Please rewrite the data below with "approximate" changed to "loose" and nothing else altered. Leave the pictures out of your version.

**Material provided**

+++++

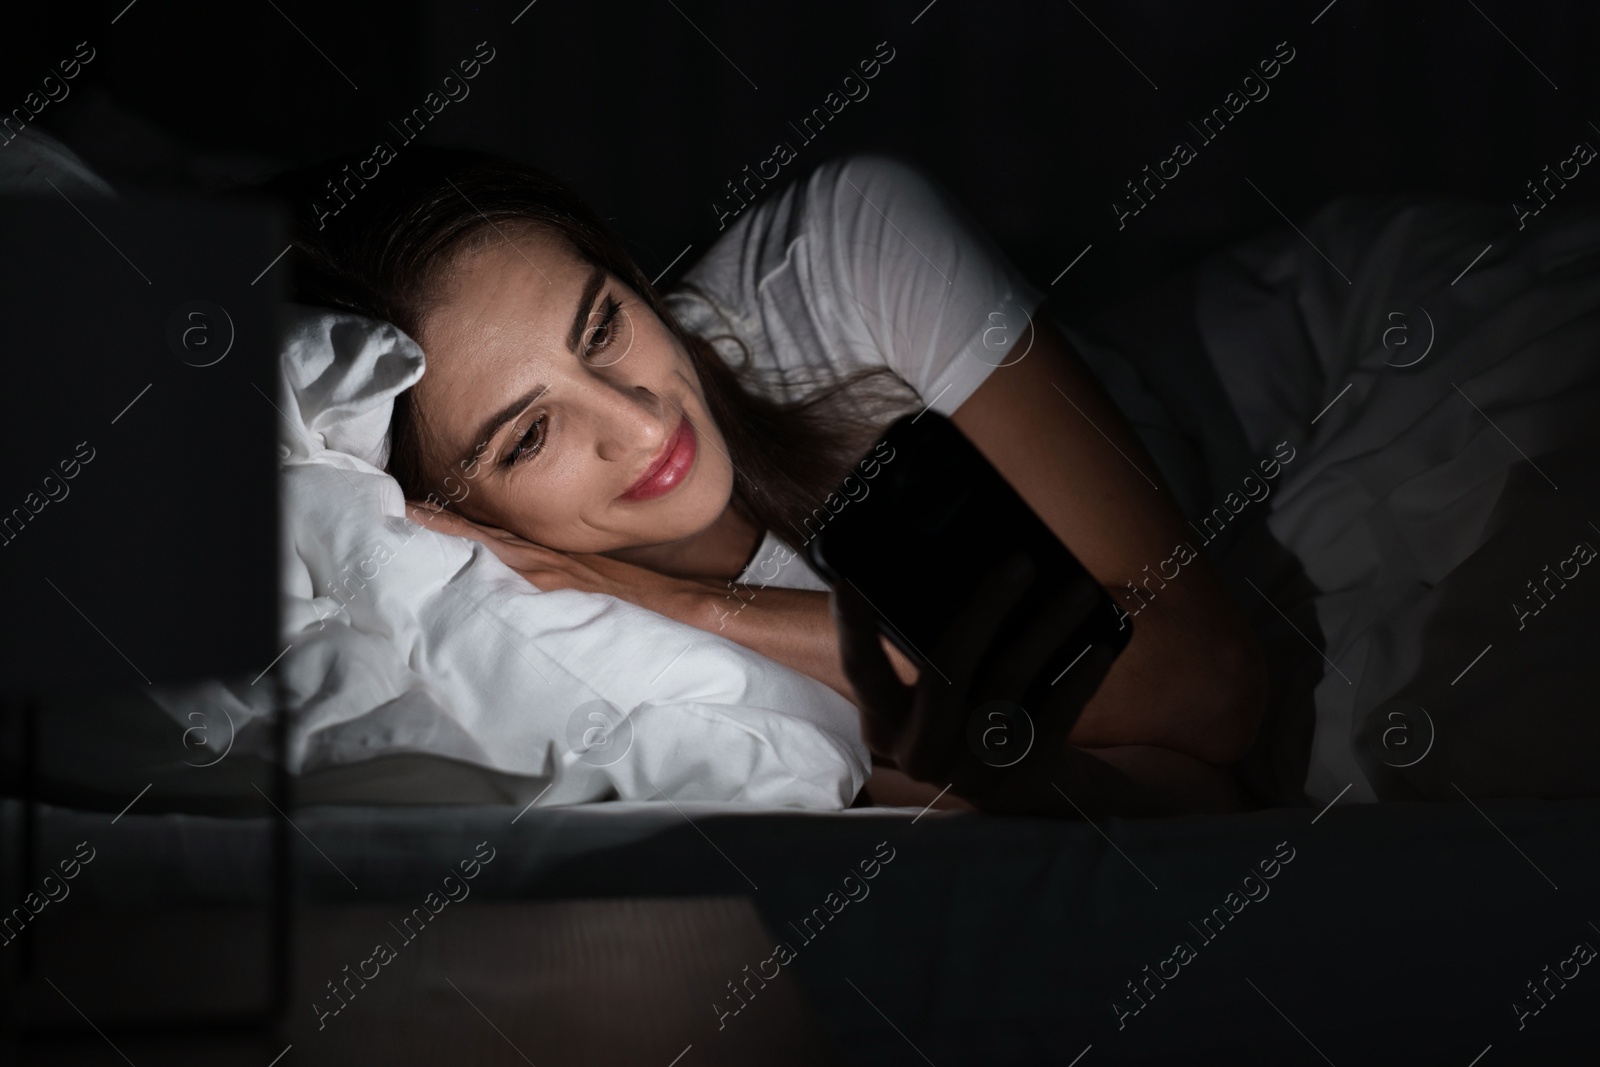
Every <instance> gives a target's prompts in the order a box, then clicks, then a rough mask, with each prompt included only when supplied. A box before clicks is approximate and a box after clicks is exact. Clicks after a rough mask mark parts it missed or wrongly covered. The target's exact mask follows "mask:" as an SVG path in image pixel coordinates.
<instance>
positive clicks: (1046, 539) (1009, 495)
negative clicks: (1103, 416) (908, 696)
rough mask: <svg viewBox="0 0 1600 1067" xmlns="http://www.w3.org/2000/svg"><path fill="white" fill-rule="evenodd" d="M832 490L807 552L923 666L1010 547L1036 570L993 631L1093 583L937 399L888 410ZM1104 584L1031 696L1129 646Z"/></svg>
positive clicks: (1006, 637)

+++++

**Solution to this problem**
Every <instance> gives a target's prompts in the order a box, then clicks, then a rough mask, with each prompt included only when supplied. A box before clicks is loose and a box after clicks is exact. Clicks after a rough mask mark parts it missed or wrongly covered. The target's exact mask follows "mask:" as an SVG path in image pixel coordinates.
<instance>
positive clicks: (1046, 539) (1009, 495)
negative clicks: (1103, 416) (908, 696)
rough mask: <svg viewBox="0 0 1600 1067" xmlns="http://www.w3.org/2000/svg"><path fill="white" fill-rule="evenodd" d="M832 490L807 552L923 666L1010 547L1036 570L993 631L1093 583L937 399L888 410ZM1104 584L1031 696L1129 646Z"/></svg>
positive clicks: (1006, 637)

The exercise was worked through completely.